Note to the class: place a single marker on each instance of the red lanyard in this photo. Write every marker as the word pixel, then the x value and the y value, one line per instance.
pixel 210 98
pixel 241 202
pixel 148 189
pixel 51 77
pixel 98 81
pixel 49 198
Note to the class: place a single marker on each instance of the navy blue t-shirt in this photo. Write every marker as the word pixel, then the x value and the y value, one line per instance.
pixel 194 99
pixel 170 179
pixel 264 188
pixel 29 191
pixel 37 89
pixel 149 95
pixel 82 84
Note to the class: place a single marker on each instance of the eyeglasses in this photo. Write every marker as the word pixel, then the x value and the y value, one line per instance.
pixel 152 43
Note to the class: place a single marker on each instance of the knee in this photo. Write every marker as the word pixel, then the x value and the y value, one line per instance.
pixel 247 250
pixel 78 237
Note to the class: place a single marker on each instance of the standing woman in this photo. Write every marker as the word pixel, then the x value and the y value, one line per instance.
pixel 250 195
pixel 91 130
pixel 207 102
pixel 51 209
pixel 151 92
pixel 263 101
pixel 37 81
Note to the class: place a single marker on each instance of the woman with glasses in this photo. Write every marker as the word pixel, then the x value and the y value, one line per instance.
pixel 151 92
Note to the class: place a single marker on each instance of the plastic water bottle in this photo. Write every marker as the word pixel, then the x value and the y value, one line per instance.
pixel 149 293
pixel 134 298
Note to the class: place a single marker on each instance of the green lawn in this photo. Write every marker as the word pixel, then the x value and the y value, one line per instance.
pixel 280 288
================================
**ЧТО ТРЕБУЕТСЯ**
Перепишите данные от строки с «of the green» до конца данных включительно, сохранив запросы. Каждую координату в ответах умножьте на 0,45 и округлите до целого, половины вверх.

**РЕЗУЛЬТАТ УПРАЖНЕНИЯ**
Note to the class: place a single marker on each instance of the green lawn in this photo. Write every marker as the word pixel, then the x value and the y value, one line per instance.
pixel 126 130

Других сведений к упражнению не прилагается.